**Passage**

Student Responsibilities Examples

Sciences

Physics 25, Modern Physics (Spring 2009)

Professor Patricia Burchat

10. DISCUSSION SECTIONS

Discussion sections are scheduled on Monday and Tuesday each week. Every student must sign up for a discussion section through Axess. Signing up through Axess is essential to your participation in this course. Be sure to click “View All Sections” in Axess to see the complete list of available sections. Discussion sections will begin meeting on Monday, April 6, and Tuesday, April 7.

Discussion sections will emphasize conceptual material that will appear on the problem set due on Friday, and will complement the material presented in lecture. The sections will emphasize interactive engagement and collaborative problem solving, because research has shown that only through active learning will you learn and retain physics concepts. Watching your teaching assistant solve problems at the board is not an effective way for you to learn physics concepts and become proficient at solving problems. You need to solve the problems yourself in order to permanently “rewire” your own brain.

 

GES 1: Dynamic Earth (Spring  2007)

Dr. Anne Egger

Your Responsibilities

  1. A huge amount of the learning in this course happens in real time, during class. Come ready to participate and work. Long lectures will be rare occurrences in this class, so you should be prepared to be active throughout the class.
  2. If you MUST be absent, please let me know. You may not be able to make up the work.
  3. Respect your instructors and your classmates, and we will return the favor. Respect includes creating an environment conducive to learning, which means being on time, turning off cell phones, listening, and contributing.
  4. Honor Code Considerations: This class is highly collaborative; however, there are expectations for individual work as well. If it is ever unclear to you, please ask.

**Provided material**
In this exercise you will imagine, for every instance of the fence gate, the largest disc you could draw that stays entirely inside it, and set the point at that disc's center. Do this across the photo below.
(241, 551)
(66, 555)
--
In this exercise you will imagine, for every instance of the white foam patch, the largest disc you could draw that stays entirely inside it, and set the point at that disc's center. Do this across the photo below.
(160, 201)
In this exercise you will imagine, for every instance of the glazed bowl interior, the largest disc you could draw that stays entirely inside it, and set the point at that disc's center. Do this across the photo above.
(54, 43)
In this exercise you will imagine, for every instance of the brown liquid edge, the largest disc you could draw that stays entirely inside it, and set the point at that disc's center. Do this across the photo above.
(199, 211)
--
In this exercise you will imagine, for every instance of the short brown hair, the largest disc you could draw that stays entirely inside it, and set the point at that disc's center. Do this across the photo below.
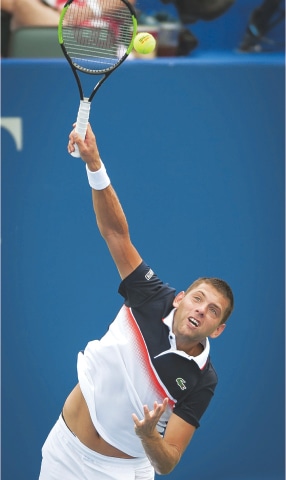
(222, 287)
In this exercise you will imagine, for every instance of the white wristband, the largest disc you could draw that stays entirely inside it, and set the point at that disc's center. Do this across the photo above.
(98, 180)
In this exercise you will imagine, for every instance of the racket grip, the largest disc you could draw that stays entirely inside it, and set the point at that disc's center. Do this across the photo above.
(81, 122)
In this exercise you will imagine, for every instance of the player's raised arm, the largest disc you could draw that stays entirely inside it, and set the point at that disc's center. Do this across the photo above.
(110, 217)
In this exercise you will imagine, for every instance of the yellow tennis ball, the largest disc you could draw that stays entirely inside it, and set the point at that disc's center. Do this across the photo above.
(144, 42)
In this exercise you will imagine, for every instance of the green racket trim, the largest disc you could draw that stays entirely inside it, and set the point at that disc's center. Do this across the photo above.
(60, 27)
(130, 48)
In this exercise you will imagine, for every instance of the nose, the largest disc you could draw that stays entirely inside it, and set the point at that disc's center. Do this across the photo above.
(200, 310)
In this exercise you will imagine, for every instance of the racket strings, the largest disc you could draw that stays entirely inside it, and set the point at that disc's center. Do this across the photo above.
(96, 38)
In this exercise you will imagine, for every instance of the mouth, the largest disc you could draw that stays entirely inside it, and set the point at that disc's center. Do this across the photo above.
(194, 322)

**Direction A**
According to the student responsibilities text, on which days of the week are the Physics 25 discussion sections scheduled?
**Direction B**
Using the student responsibilities text, explain why the Physics 25 discussion sections emphasize interactive engagement and collaborative problem solving.
**Direction C**
Extend the student responsibilities text past its final numbered point.

**Written response A**
Monday and Tuesday each week.

**Written response B**
Research has shown that students learn and retain physics concepts only through active learning. Watching a teaching assistant solve problems at the board is not effective, so students need to solve the problems themselves.

**Written response C**
  5. Special Accommodations: If you need special learning accommodations, it is important that we know about it as soon as possible. Requests for accommodation are initiated by the student through the Office of Accessible Education (OAE) (http://studentaffairs.stanford.edu/oae). Accommodations cannot be made unless pre-approved by the OAE.

Engineering

CEE 203: Probability and Statistics in Civil Engineering (Fall 2010)

Professor Jack Baker

Prerequisites

This course is intended for graduate level Civil Engineering students with no previous experience in probability or statistics. Engineering examples will be used throughout the class, but no prior in-depth knowledge of the examples is necessary.

Homework policy

  • Homework assignments are to be submitted at the beginning of the lecture period on the date due. Late homework will be penalized at a rate of 10% per day late. Homework submitted after the solutions have been provided will not be accepted.
  • Some homework assignments will require computer calculations. It is suggested that these computations be done using Matlab. Matlab is provided in the department computer lab, and is available for purchase at the Stanford bookstore. Matlab will likely be the easiest tool for performing these calculations, and is the software package that will be supported by the instructor and teaching assistant. You are free to use other computer programs if you prefer, as long as you clearly document your work.
  • Clearly explaining what you have done to solve a homework or exam problem is at least as important as obtaining a correct numerical result. Computer or calculator computations must be accompanied by appropriate documentation of how the computation was carried out. This might involve writing a few sentences of explanation, or attaching a printout of commented computer code. If you are uncertain about what to include, contact Prof. Baker or the teaching assistant.

 

CEE253: Earthwork Construction (Spring 2010)

Professor Bob Tatum

Successful completion of CEE253 requires the following activities:

1) Post your resume or cv (2 pg max) to your course drop box by 5p Sat. 27 March.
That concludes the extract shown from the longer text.